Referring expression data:
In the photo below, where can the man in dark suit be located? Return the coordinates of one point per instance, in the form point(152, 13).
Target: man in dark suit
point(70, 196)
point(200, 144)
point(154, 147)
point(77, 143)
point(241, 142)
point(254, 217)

*Description of the task*
Write out every record verbatim.

*Answer section*
In the photo below, where can the man in dark suit be located? Return the coordinates of one point per instance, in the form point(152, 13).
Target: man in dark suit
point(70, 196)
point(200, 144)
point(154, 147)
point(77, 143)
point(241, 142)
point(254, 217)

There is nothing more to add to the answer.